Aim of the task — Rename "deepest-interior point" to "innermost point" everywhere in the records below, changing nothing else. Leave the pictures out of your answer.

Source data —
....................
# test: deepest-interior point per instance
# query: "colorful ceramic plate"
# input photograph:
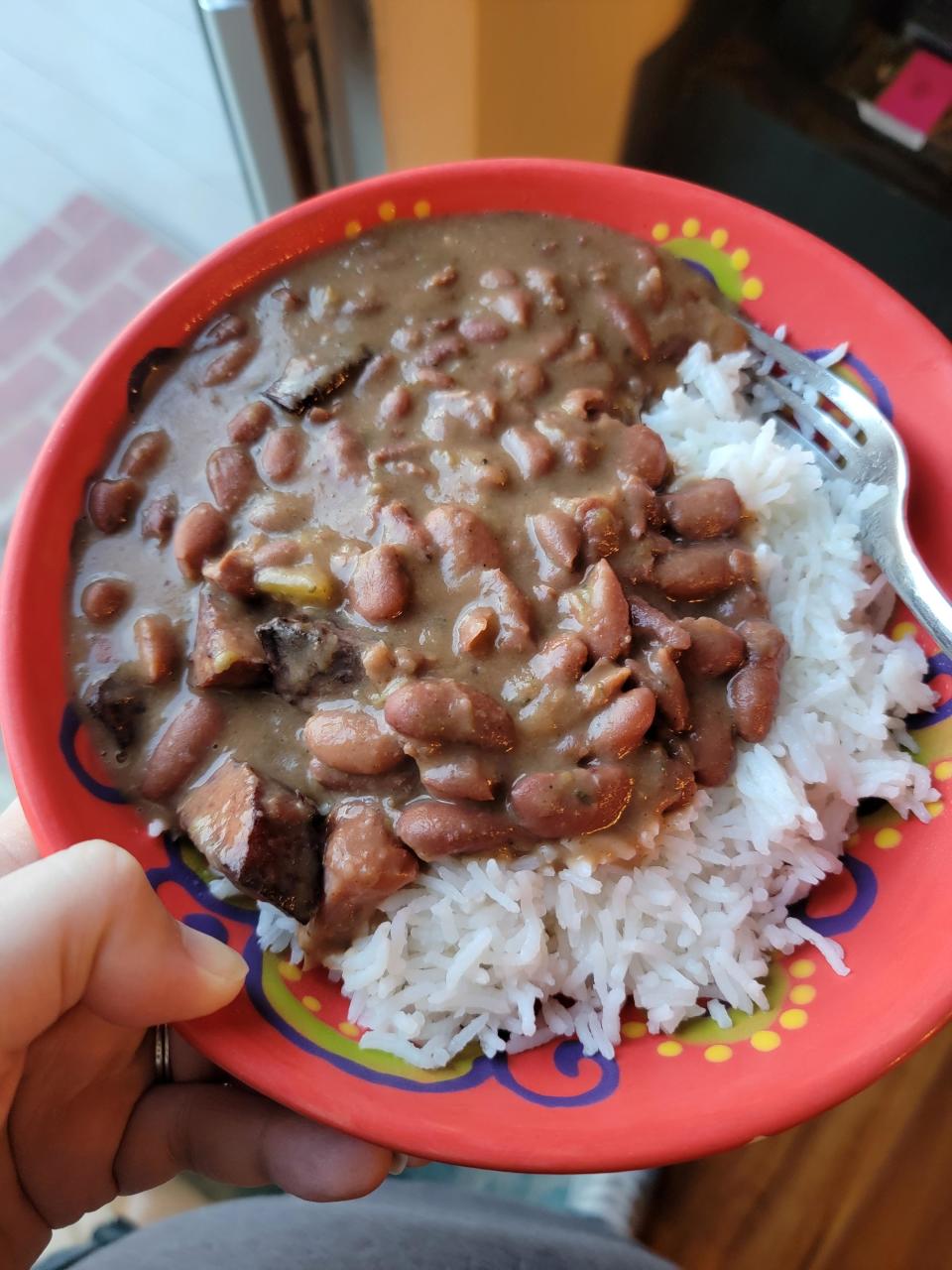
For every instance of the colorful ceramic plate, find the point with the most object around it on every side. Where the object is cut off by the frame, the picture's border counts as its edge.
(823, 1037)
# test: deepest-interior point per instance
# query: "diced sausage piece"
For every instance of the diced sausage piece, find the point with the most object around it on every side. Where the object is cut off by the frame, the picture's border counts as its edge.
(103, 599)
(282, 453)
(264, 837)
(557, 541)
(199, 534)
(145, 453)
(644, 453)
(398, 525)
(435, 829)
(380, 588)
(571, 802)
(230, 472)
(599, 611)
(703, 509)
(181, 747)
(694, 572)
(711, 735)
(312, 379)
(249, 425)
(657, 671)
(117, 703)
(230, 363)
(651, 622)
(715, 648)
(227, 653)
(463, 540)
(363, 862)
(456, 772)
(352, 740)
(309, 658)
(621, 726)
(443, 711)
(532, 453)
(158, 647)
(159, 517)
(629, 321)
(112, 503)
(234, 572)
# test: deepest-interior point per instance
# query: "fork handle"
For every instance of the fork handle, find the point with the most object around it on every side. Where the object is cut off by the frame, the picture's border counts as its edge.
(901, 563)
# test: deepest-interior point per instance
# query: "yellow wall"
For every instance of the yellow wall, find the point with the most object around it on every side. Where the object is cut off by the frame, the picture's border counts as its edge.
(463, 79)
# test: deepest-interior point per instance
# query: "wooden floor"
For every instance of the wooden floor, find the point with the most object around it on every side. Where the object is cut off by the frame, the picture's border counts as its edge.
(866, 1187)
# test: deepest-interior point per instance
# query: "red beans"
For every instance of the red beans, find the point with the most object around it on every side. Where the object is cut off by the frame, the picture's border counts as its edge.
(112, 503)
(282, 453)
(352, 740)
(571, 802)
(103, 599)
(199, 534)
(158, 647)
(444, 711)
(181, 747)
(380, 588)
(231, 474)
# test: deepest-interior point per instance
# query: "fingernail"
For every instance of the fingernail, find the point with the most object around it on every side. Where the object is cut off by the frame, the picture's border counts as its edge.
(213, 956)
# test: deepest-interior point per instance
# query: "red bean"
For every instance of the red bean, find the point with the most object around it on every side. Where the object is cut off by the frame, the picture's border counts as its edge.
(199, 534)
(157, 645)
(112, 503)
(436, 829)
(231, 474)
(181, 747)
(249, 425)
(282, 453)
(352, 740)
(571, 802)
(380, 588)
(103, 599)
(144, 453)
(447, 711)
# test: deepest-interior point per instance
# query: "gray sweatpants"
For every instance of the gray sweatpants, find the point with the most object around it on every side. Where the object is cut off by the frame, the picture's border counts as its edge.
(419, 1224)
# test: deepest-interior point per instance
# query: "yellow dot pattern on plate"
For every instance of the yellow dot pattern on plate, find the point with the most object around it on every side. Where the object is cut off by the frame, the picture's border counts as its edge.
(793, 1019)
(719, 1053)
(766, 1042)
(802, 994)
(752, 289)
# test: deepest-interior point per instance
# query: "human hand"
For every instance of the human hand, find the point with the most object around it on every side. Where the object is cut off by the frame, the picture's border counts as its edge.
(89, 961)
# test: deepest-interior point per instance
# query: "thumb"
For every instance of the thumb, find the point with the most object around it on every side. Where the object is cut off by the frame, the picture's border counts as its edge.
(84, 925)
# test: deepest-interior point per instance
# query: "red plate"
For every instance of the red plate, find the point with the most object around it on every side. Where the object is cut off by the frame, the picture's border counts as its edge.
(823, 1038)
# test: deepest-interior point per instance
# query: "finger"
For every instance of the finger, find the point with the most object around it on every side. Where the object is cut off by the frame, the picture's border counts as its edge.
(243, 1139)
(84, 925)
(17, 844)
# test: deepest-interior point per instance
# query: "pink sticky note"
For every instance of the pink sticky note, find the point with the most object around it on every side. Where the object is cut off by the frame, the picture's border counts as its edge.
(921, 91)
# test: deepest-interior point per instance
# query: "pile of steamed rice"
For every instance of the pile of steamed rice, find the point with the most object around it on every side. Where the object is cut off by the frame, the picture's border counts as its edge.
(483, 952)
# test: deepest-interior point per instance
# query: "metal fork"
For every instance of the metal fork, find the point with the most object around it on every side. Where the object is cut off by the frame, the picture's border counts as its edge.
(866, 451)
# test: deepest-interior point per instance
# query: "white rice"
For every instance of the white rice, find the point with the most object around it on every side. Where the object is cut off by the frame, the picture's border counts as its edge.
(474, 948)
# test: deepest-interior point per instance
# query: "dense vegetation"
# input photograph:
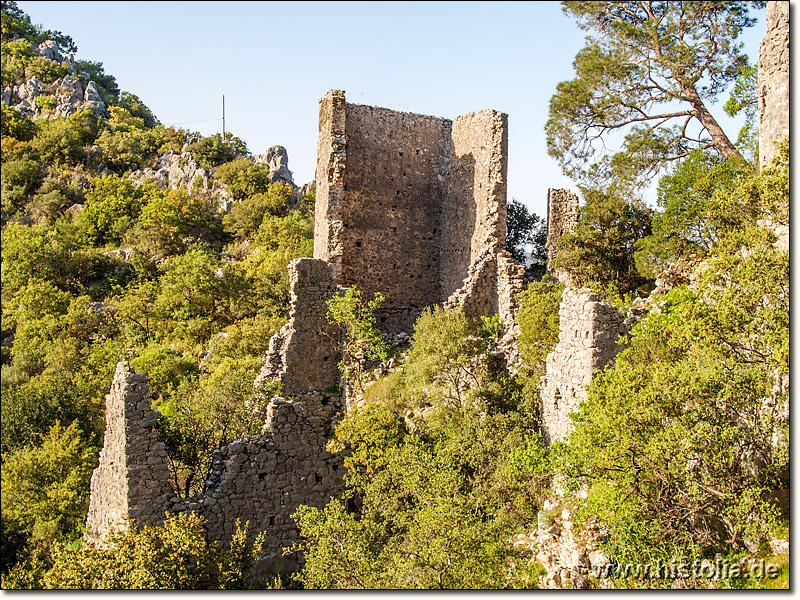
....................
Result for this exercise —
# test: innermost point per instance
# query: "colorful ceramic plate"
# input photograph:
For every instance of the colorful ceramic plate, find the point with the most object around it on every side. Where the object is cut off by the frame, the picture's border counts as its edge.
(823, 1037)
# test: innermost point per instance
# query: "diced sausage piece"
For every instance of the diced sausage piece, find the point with the most object around it on every side. Where the object is cut off by the frame, the picture's border counts as its edge.
(103, 599)
(282, 453)
(264, 837)
(557, 541)
(199, 534)
(145, 453)
(644, 453)
(398, 525)
(435, 829)
(380, 588)
(571, 802)
(230, 472)
(599, 611)
(703, 509)
(181, 747)
(694, 572)
(711, 735)
(312, 379)
(249, 425)
(657, 671)
(117, 703)
(230, 363)
(651, 622)
(715, 648)
(227, 653)
(463, 540)
(363, 862)
(456, 772)
(352, 740)
(309, 658)
(621, 726)
(443, 711)
(532, 453)
(158, 647)
(159, 517)
(629, 321)
(112, 503)
(234, 572)
# test: innermost point per instance
# query: "fork handle"
For every instance of the fork handle, find the point with the most object around it on every side. Where the object is cut off by the frame, the picture's border counts as its edge.
(901, 563)
# test: innermost point per instance
# query: "yellow wall"
For every instance of the yellow wall, find the point with the most object around it on every side. Where the object is cut off by the frame, the picture's border counts as its edge.
(463, 79)
# test: innermost point per instance
# query: "wooden floor"
For every instance of the wooden floor, find the point with the most object around it on every side. Where the object is cut off by the frame, the picture's border counts as its edge.
(866, 1187)
# test: innermost point per instance
# query: "red beans"
For every instance of the red beans, find the point with the most object around it on every side. Where the object is cut off by the frame, the picture's border counts as its edge.
(112, 503)
(282, 453)
(352, 740)
(571, 802)
(103, 599)
(199, 534)
(158, 647)
(444, 711)
(181, 747)
(380, 588)
(231, 474)
# test: innermost point per instance
# query: "fingernail"
For every instance of the fingernail, find the point with the most object around it on every side. Where the object is cut off by the frame, the picture's border counts as its edge.
(213, 956)
# test: innermost point per instance
# query: "red bean"
For every instance of the red bean, find the point with the most object around it on every side. Where the object is cut off by the frame, the picture's border counts as its edge.
(199, 534)
(157, 645)
(112, 503)
(436, 829)
(231, 474)
(181, 747)
(249, 425)
(282, 453)
(352, 740)
(571, 802)
(380, 588)
(103, 599)
(144, 453)
(447, 711)
# test: innermost point per instance
# query: "gray sweatpants"
For every instance of the gray sweatpants, find the point with the most object around it on every side. Where the object is cut off by the frame, the picture's border counts as its edge.
(419, 1224)
# test: innermost point per instance
# query: "yellow dot pattern on plate"
For every instance of the yellow dot pattern on plate, find the point with the most object around it on every side. Where the object is cut off by the frame, the picture's border counts as its edge.
(793, 1019)
(719, 1053)
(766, 1042)
(802, 994)
(752, 289)
# test: innermost point per instance
# query: "human hand"
For every instance of the human hand, find the point with the most object around it on every side. Where the object is cut off by the frame, the picture's border counts as its edge.
(89, 961)
# test: innermost point per instance
# query: "thumb"
For every instance of the thumb, find the point with the most object around it on every side. Where the object is cut off by the frame, the picture's border counts as its edge.
(84, 925)
# test: innermost point per instance
# query: "red plate"
For every instance of the red plate, find the point with the most object around it on every side. Where the object is cut off by the frame, the picture's border counts as its edge.
(823, 1038)
# test: innermost point per instance
# query: "finger"
For every instance of the finger, find the point with the most object around it on every side. Where the object is cut off by the frame, the picture's border counts as its edge.
(243, 1139)
(84, 925)
(17, 844)
# test: innermost point per instance
# query: "pink sticky note"
For every instance of the pink sticky note, find the point with the most object around it on every side. Where the object is cut off by the frame, the picture's border counts as its edge.
(921, 91)
# test: innermost point per instance
# query: "pile of steamed rice"
For every instance of the pile of steamed rice, find the point with the most object around it on every side. Where the object is cut off by the frame, the picture's border counts as its edge.
(483, 952)
# test: innermost point per instance
# query: "metal fork"
For every instance of the metal fork, find the point with the most object around it on every side. Where the object is cut off by the frame, the picture's border counts as its edge.
(866, 451)
# test: innermost point per instance
# query: "white rice"
For every instance of the white rice, find the point with the most object around it on every side. Where the object is cut off by the frame, the picture's border counts as its edge.
(474, 948)
# test: innermost point per instance
# query: "dense vegetation"
# input photograph:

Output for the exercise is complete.